§ THE TASK
Your job is to report every line of the entries that has "bank".

§ GIVEN INFORMATION
□ □ □

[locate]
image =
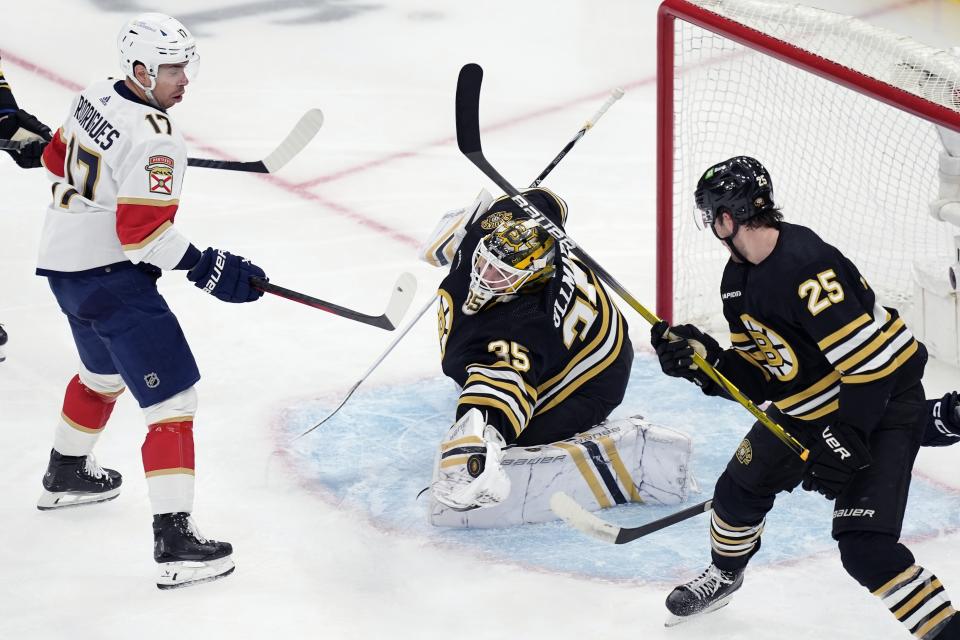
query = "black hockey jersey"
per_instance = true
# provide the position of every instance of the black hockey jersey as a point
(520, 357)
(808, 334)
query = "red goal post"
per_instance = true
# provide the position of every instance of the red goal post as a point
(840, 113)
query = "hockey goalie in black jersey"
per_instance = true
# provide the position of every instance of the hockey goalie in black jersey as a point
(843, 374)
(541, 354)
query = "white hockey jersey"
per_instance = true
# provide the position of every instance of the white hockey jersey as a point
(117, 164)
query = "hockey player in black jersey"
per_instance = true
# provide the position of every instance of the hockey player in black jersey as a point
(843, 375)
(533, 339)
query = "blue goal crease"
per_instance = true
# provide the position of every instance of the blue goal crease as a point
(377, 454)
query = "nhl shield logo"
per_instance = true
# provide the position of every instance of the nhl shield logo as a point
(160, 174)
(745, 452)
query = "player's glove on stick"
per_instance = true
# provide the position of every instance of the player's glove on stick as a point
(832, 465)
(675, 347)
(29, 155)
(225, 276)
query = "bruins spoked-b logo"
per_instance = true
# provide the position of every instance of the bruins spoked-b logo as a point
(772, 351)
(160, 174)
(475, 464)
(745, 452)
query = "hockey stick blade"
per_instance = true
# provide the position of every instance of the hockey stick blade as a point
(400, 299)
(566, 508)
(298, 138)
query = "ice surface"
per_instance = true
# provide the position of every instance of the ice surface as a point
(347, 555)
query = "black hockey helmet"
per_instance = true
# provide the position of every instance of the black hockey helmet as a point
(740, 186)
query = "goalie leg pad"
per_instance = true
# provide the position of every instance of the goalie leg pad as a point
(618, 461)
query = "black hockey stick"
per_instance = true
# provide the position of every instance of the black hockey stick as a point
(301, 134)
(615, 95)
(400, 299)
(468, 139)
(576, 516)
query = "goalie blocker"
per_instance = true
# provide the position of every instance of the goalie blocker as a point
(615, 462)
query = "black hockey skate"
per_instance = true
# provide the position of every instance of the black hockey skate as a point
(708, 592)
(71, 481)
(184, 555)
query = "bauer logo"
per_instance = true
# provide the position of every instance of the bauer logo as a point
(745, 452)
(160, 174)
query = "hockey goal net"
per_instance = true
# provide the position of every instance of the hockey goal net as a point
(840, 112)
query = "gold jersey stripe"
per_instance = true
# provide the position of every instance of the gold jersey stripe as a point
(506, 385)
(496, 403)
(587, 472)
(908, 607)
(504, 365)
(818, 387)
(887, 370)
(626, 480)
(908, 574)
(170, 472)
(588, 375)
(150, 238)
(78, 426)
(149, 202)
(843, 332)
(605, 313)
(871, 347)
(930, 624)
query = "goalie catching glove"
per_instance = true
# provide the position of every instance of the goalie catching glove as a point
(675, 347)
(468, 473)
(832, 465)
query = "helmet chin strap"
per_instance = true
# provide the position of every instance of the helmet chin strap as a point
(148, 91)
(729, 240)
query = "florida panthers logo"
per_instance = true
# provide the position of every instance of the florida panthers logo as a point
(772, 352)
(160, 174)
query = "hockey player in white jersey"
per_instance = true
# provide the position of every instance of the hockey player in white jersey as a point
(118, 164)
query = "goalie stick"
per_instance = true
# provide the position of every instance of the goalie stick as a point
(468, 139)
(576, 516)
(400, 299)
(298, 138)
(615, 95)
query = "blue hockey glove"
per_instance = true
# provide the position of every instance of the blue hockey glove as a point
(842, 452)
(225, 276)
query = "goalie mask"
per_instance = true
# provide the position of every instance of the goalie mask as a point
(517, 255)
(153, 39)
(739, 185)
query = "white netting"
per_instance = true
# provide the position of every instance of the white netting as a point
(859, 172)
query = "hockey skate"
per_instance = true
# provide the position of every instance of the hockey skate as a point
(709, 591)
(72, 481)
(184, 555)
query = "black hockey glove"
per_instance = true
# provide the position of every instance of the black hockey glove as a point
(676, 351)
(943, 422)
(840, 454)
(225, 276)
(28, 156)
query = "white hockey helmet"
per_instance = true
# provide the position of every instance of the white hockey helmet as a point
(153, 39)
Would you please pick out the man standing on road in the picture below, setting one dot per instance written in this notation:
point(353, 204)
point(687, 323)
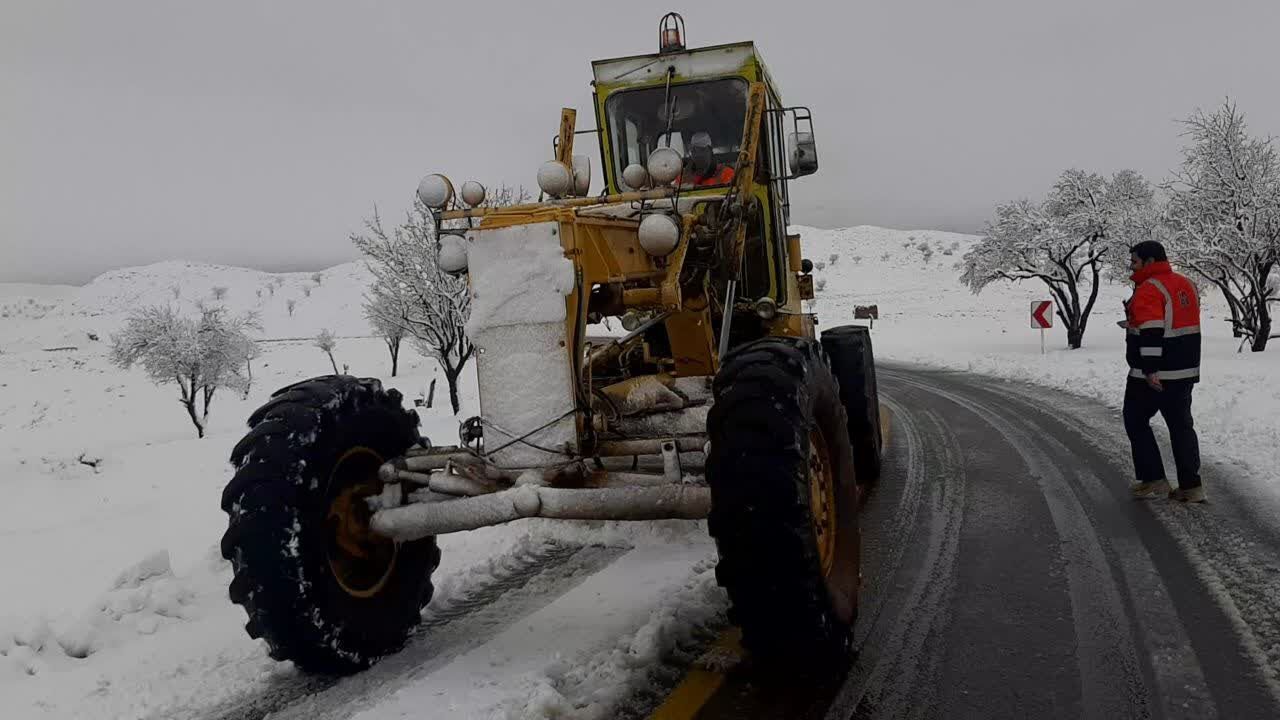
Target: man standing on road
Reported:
point(1164, 354)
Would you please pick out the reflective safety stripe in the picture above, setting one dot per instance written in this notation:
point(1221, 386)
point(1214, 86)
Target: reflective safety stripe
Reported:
point(1168, 374)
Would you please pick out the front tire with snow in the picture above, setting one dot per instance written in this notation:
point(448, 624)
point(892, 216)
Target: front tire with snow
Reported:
point(318, 586)
point(784, 500)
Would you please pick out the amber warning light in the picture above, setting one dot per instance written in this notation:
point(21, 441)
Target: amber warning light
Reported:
point(671, 33)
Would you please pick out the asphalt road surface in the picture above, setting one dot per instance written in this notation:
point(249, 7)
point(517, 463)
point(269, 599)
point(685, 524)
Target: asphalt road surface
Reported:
point(1008, 574)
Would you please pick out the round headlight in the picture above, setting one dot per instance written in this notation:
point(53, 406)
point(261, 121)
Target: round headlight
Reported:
point(635, 176)
point(453, 254)
point(554, 178)
point(664, 165)
point(472, 192)
point(658, 235)
point(435, 191)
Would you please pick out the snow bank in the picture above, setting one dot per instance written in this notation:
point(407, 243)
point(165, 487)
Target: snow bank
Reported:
point(145, 597)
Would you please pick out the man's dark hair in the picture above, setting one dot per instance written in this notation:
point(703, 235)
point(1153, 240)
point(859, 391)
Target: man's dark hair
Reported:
point(1150, 250)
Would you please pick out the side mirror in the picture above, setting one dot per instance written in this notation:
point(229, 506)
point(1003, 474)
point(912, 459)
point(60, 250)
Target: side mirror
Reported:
point(804, 154)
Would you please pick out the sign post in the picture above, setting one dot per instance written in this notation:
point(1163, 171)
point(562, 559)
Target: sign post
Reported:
point(1042, 318)
point(867, 313)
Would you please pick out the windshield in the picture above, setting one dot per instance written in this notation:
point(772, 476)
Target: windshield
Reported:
point(704, 124)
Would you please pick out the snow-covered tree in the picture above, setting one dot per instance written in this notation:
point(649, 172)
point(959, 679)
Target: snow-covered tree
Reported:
point(199, 354)
point(1065, 241)
point(327, 342)
point(380, 308)
point(411, 290)
point(1224, 217)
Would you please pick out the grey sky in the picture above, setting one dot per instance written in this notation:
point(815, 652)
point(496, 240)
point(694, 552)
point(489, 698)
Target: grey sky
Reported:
point(263, 133)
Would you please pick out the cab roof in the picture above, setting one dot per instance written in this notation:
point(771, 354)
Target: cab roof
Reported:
point(698, 63)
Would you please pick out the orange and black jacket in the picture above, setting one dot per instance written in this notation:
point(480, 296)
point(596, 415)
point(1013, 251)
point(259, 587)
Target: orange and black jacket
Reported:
point(1164, 326)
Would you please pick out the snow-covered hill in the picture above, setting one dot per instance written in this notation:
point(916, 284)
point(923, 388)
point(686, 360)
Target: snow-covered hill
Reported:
point(33, 317)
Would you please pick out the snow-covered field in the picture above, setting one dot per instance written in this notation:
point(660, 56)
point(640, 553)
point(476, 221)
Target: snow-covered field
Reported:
point(928, 318)
point(114, 602)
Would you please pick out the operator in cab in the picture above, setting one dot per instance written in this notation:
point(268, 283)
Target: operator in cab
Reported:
point(700, 165)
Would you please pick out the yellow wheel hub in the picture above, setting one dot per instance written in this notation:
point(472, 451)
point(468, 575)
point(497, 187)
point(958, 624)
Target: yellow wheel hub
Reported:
point(822, 500)
point(361, 561)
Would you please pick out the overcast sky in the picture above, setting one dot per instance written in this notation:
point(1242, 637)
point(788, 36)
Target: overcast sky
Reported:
point(263, 133)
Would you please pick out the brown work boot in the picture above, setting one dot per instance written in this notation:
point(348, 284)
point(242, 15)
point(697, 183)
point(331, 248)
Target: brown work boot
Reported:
point(1155, 488)
point(1188, 495)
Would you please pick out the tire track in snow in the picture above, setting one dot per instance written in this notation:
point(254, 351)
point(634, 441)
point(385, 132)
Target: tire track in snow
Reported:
point(452, 624)
point(895, 651)
point(1110, 674)
point(1239, 570)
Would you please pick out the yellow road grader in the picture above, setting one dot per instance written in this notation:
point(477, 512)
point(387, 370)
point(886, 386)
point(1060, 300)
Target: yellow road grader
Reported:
point(718, 402)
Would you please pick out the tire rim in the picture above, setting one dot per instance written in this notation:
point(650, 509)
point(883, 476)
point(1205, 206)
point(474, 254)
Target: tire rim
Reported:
point(822, 500)
point(361, 561)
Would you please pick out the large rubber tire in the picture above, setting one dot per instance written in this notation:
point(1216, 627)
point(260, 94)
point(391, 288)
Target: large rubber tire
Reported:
point(280, 534)
point(771, 395)
point(851, 359)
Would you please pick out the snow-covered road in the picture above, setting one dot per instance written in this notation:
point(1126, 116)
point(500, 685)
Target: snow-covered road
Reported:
point(1010, 575)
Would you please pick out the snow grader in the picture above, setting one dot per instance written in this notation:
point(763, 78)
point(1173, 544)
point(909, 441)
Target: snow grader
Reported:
point(720, 401)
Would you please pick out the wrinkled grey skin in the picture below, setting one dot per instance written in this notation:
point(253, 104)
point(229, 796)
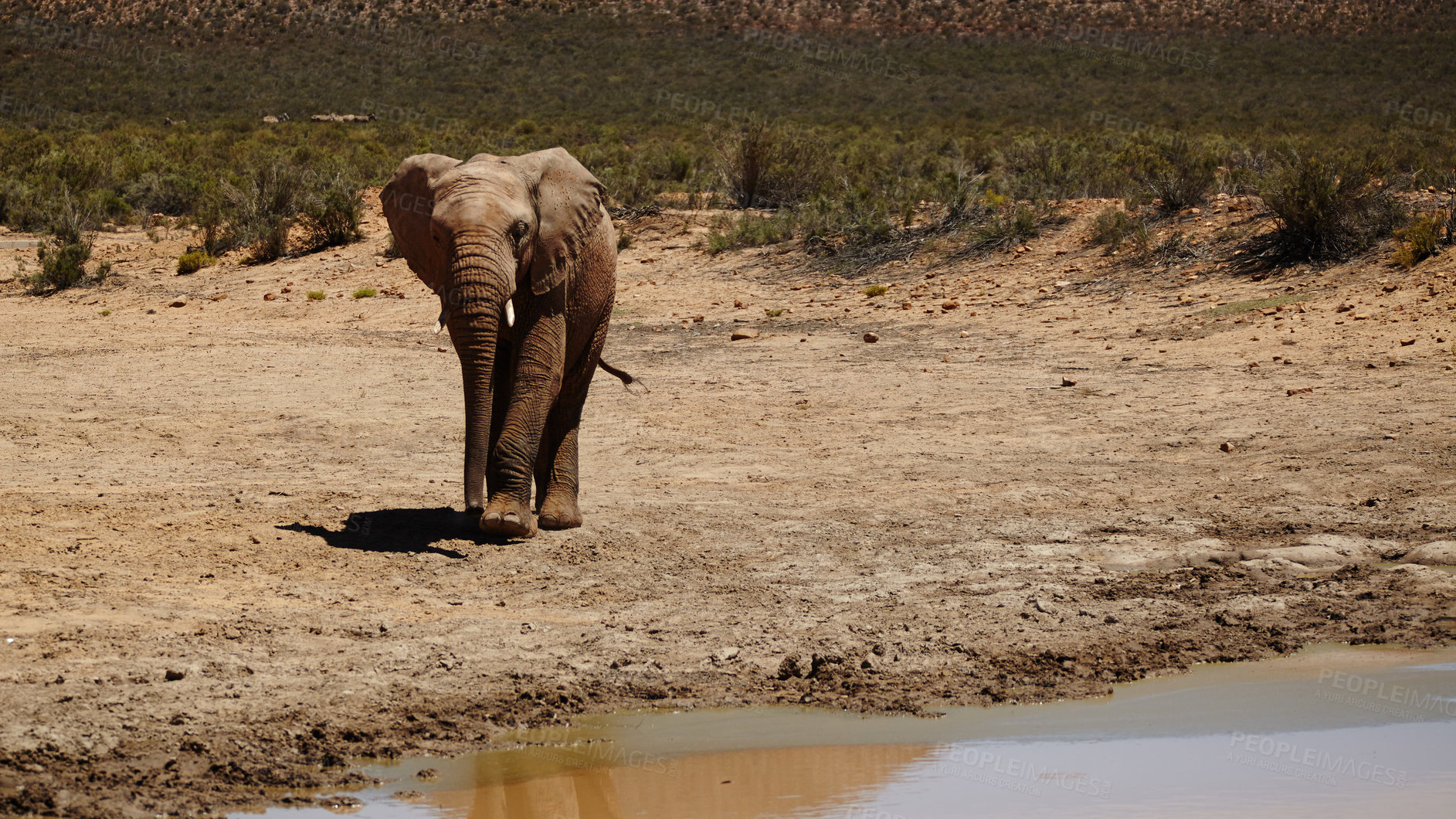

□ □ □

§ YOUR RESPONSE
Would you please pick out the snow bank in the picture above, setting one dot per instance written in this notation:
Target: snow bank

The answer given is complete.